_Excerpted passage_

Curtain Up
Page 33
My attention was grabbed by Cork’s reference to the fact that Troubridge had ‘tried it out’, which, in the context of the Shubert correspondence referring to a ‘try-out’ production of Towards Zero, would seem to indicate that Chimneys had perhaps been premiered in a small ‘club’ theatre somewhere, or even in a repertory theatre, given that the script had already been licensed by the Lord Chamberlain’s office. But it seems here that Cork simply means that Troubridge had been trying to interest producers in the play. The piece is very much of its era, and Christie presumably sensed this when she re-read it, as we hear nothing more about the idea. Instead she wrote The Mousetrap.
In her autobiography Christie writes, ‘I knew after I had written The Hollow that before long I should want to write another play, and if possible, I thought to myself, I was going to write a play that was not adapted from a book. I was going to write a play as a play.’4 In the end, she opted to adapt one of her short stories, ‘Three Blind Mice’, which had itself been adapted from a short radio play of hers of the same title. The latter was part of an evening of programmes celebrating the eightieth birthday of Queen Mary, a new play by Christie having been specifically requested by her when the BBC asked the Palace what they should schedule for the evening. Christie accepted the commission and donated her fee to charity. The original radio broadcast was on the Light Programme on 30 May 1947, four days after Queen Mary’s birthday, and on 21 October that year a live television transmission took place of what appears to have been the same script.
The following year Christie adapted the radio play into a short story (a very long one, perhaps more correctly described as a novella) which was first published in the US in Cosmopolitan magazine and subsequently serialised in the UK in Woman’s Own magazine. In 1950 it was published by Dodd, Mead & Co. in America in the collection Three Blind Mice and Other Stories. At Christie’s insistence the story has never been published in book form in the UK, in order to preserve the secrets of the stage adaptation, although the playscript has been in publication in the UK since 1954.
The process of adapting a short story, rather than a novel, for the stage seems to have suited Christie well. ‘There can be no doubt that I think one of the advantages of The Mousetrap, as the stage version of Three Blind Mice was called, has had over other plays is the fact that it was really written from a précis, so that it had to be the bare bones of the skeleton coated with flesh. It was all there in proportion from the first. That made for good construction.’5 It can be no coincidence that her two most successful plays, The Mousetrap and Witness for the Prosecution, were both adaptations from short stories.

_Given problem 1_
In the passage on Christie's plays, on what date was the original radio broadcast of "Three Blind Mice"?
_Given problem 2_
Name every title of a play, story, or book that appears in the passage on Christie's plays.
_Given problem 3_
From the passage on Christie's plays, return the part that opens with the words containing "The process of" and closes with "from short stories.".
The data that comes next is separate material with no connection to the passage on Christie's plays.

_Data excerpts_
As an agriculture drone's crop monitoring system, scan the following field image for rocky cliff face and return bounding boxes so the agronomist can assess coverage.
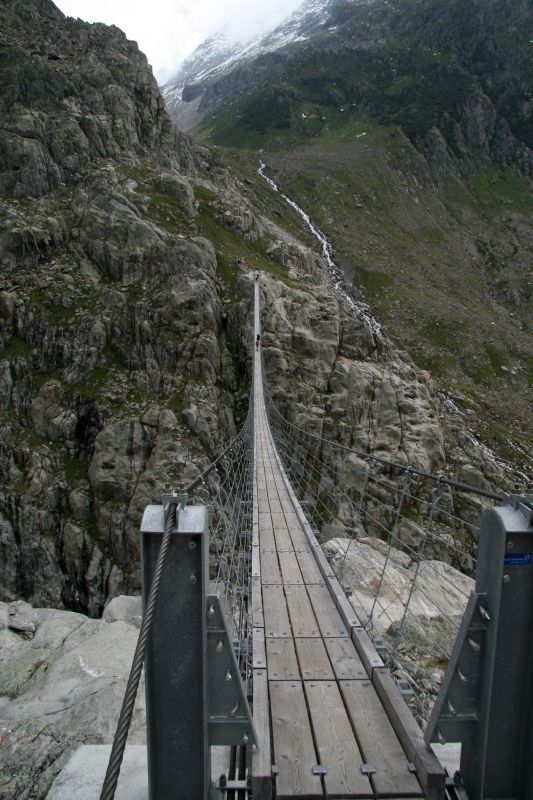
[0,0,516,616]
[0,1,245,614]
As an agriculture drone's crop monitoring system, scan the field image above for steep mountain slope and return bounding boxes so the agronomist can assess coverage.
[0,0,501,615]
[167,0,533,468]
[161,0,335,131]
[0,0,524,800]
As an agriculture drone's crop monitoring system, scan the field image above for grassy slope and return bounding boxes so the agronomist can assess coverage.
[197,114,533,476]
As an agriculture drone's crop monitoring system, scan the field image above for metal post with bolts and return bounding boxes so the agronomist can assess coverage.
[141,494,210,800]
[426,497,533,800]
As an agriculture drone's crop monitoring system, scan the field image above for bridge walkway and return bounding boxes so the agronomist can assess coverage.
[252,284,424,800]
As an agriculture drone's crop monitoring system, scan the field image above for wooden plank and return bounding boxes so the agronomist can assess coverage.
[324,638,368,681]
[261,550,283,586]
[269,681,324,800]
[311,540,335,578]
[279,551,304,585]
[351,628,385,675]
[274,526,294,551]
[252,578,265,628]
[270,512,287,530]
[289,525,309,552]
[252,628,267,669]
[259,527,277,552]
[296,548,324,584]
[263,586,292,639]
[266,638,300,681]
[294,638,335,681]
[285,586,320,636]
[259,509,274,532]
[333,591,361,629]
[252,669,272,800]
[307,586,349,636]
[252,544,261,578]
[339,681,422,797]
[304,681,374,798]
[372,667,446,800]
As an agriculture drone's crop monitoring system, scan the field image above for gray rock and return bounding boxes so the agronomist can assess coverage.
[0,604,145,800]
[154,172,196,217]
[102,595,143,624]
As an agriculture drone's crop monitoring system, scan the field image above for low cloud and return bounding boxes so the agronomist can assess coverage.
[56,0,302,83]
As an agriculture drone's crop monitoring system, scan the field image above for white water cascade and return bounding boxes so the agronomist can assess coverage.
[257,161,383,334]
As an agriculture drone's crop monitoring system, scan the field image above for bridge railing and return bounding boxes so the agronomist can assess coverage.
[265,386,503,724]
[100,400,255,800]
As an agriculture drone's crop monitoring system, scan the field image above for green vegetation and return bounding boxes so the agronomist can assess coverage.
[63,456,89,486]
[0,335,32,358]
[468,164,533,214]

* * *

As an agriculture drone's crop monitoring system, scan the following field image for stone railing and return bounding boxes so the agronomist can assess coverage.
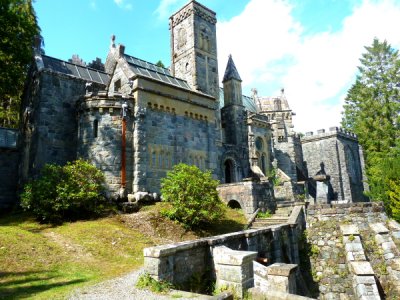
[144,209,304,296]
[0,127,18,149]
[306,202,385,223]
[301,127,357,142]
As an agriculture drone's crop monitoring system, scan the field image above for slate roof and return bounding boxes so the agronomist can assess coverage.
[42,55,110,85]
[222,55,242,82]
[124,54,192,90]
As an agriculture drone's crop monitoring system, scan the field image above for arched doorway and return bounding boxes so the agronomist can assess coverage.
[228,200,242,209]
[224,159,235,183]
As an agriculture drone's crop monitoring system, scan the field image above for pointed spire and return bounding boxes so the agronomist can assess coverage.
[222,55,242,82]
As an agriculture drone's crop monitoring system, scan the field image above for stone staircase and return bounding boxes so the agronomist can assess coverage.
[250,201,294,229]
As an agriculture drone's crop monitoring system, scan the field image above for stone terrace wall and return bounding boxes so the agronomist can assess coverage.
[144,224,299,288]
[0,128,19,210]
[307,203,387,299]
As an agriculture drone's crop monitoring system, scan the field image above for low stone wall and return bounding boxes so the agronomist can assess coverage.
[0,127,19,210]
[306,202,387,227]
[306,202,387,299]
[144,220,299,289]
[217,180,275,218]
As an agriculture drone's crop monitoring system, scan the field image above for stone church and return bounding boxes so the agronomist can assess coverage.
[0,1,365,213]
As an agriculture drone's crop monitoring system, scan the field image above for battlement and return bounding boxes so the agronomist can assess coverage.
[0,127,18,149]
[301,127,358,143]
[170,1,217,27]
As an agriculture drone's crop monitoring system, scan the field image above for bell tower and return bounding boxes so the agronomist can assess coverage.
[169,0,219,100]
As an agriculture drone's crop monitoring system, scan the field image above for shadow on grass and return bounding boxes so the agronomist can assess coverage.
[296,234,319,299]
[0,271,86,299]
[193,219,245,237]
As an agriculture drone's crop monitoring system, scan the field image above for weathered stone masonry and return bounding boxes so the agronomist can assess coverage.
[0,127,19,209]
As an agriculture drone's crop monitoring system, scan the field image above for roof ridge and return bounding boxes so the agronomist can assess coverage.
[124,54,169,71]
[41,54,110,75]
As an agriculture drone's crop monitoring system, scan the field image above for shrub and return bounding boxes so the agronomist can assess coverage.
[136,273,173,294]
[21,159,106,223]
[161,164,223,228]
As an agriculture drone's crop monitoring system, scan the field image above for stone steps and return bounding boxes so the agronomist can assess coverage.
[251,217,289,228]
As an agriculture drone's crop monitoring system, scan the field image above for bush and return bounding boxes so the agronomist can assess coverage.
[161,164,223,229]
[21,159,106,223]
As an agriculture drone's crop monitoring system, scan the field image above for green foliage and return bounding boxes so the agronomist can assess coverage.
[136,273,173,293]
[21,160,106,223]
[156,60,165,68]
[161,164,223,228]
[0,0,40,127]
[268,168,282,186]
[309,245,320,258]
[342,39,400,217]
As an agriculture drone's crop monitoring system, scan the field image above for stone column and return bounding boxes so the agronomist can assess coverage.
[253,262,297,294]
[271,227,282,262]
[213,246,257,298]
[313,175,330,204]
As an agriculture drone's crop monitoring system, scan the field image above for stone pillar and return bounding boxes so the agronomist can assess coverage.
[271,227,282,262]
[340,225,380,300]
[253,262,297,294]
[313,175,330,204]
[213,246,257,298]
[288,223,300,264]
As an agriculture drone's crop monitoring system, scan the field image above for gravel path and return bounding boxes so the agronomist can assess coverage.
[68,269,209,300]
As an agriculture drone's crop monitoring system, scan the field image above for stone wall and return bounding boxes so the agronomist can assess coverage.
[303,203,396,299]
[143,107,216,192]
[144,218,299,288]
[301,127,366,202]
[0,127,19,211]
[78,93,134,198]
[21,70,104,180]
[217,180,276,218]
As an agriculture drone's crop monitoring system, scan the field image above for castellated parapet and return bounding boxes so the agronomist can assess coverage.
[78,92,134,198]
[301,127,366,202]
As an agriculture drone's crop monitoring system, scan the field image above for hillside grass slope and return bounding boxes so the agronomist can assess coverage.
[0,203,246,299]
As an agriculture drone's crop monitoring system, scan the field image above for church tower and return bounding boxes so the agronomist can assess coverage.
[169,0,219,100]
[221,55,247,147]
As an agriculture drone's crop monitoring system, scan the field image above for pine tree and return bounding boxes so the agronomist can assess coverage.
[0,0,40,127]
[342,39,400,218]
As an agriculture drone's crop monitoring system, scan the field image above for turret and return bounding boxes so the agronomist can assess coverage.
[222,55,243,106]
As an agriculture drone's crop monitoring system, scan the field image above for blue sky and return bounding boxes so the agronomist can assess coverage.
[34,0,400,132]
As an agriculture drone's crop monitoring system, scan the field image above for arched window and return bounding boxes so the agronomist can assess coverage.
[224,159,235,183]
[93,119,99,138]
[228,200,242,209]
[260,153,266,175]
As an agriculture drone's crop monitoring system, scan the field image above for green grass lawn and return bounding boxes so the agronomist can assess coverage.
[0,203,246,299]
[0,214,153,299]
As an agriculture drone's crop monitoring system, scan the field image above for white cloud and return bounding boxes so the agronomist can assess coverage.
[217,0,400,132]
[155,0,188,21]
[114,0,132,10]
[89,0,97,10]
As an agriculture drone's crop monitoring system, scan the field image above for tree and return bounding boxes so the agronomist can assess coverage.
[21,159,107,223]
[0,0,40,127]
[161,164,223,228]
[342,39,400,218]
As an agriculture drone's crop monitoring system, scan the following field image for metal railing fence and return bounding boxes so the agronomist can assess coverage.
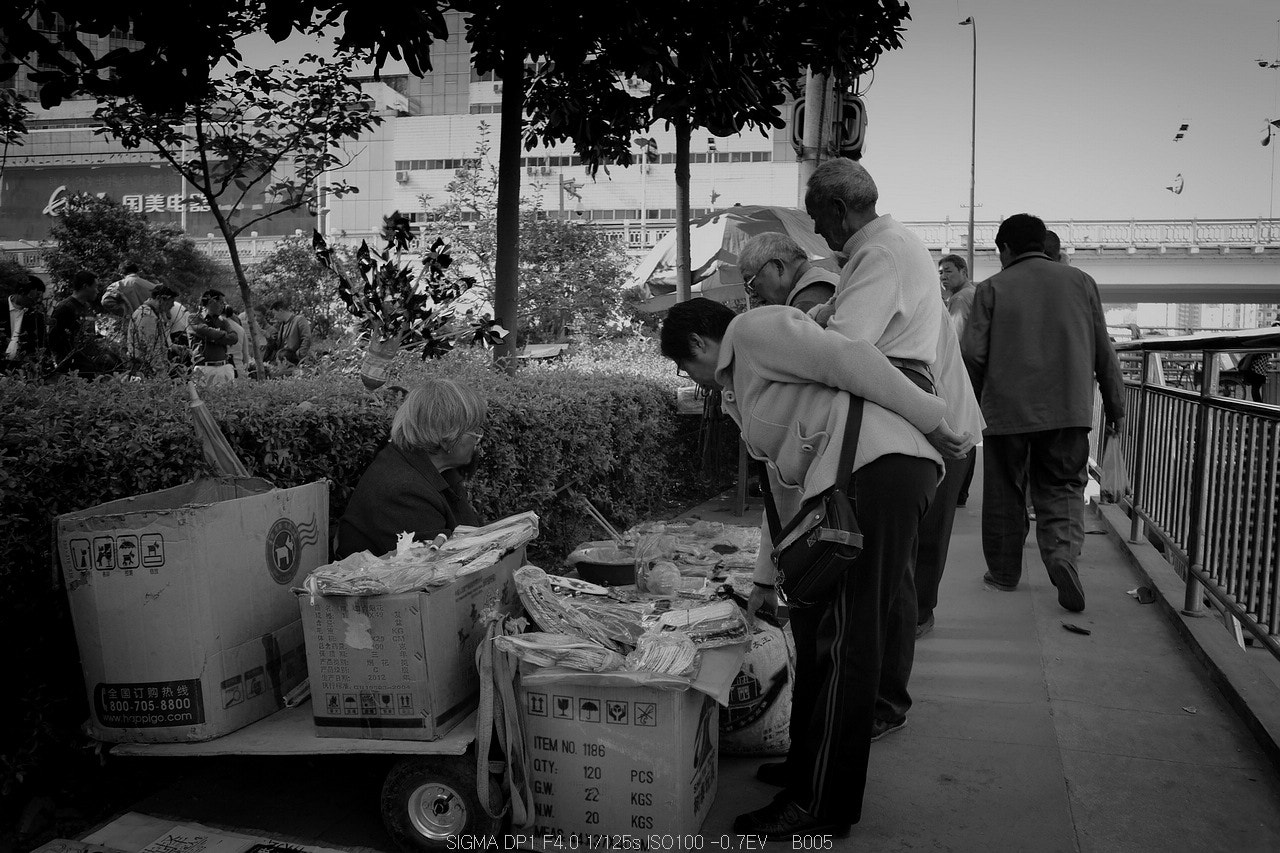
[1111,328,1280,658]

---

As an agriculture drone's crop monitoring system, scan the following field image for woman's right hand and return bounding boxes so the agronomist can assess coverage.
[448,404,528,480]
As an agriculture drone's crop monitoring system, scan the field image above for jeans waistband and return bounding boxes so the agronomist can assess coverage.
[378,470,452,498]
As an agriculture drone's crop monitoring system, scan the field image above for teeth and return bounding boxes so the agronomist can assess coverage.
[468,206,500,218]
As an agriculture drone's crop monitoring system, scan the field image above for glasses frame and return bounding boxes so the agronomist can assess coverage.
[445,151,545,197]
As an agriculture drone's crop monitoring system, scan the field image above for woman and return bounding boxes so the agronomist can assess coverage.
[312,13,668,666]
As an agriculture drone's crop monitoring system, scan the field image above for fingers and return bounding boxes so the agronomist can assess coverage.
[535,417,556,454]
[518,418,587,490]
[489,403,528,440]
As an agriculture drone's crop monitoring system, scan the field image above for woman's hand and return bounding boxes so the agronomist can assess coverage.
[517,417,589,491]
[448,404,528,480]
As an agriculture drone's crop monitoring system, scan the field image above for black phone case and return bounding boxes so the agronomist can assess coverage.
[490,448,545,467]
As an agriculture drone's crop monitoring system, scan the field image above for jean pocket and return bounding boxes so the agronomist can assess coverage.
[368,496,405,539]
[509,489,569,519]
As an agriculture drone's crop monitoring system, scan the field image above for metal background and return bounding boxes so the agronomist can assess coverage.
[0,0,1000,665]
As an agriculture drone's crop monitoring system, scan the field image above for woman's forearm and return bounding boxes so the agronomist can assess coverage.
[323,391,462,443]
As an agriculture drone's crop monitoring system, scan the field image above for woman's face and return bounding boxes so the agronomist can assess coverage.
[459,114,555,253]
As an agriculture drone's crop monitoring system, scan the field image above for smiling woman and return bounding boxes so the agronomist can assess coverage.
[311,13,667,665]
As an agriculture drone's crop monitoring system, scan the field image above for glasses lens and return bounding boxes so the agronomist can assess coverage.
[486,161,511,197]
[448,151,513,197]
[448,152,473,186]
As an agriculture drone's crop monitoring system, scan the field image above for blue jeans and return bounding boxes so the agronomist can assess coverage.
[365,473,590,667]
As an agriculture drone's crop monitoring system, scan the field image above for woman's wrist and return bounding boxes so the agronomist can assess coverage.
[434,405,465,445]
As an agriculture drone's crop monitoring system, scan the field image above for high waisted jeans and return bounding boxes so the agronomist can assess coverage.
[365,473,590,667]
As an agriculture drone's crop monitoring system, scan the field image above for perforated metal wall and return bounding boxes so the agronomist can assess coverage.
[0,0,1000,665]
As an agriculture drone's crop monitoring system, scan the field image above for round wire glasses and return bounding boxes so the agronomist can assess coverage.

_Exercise output 1_
30 May 1947

_Exercise output 2_
Towards Zero; Chimneys; The Mousetrap; The Hollow; Three Blind Mice; Three Blind Mice and Other Stories; Witness for the Prosecution

_Exercise output 3_
The process of adapting a short story, rather than a novel, for the stage seems to have suited Christie well. ‘There can be no doubt that I think one of the advantages of The Mousetrap, as the stage version of Three Blind Mice was called, has had over other plays is the fact that it was really written from a précis, so that it had to be the bare bones of the skeleton coated with flesh. It was all there in proportion from the first. That made for good construction.’5 It can be no coincidence that her two most successful plays, The Mousetrap and Witness for the Prosecution, were both adaptations from short stories.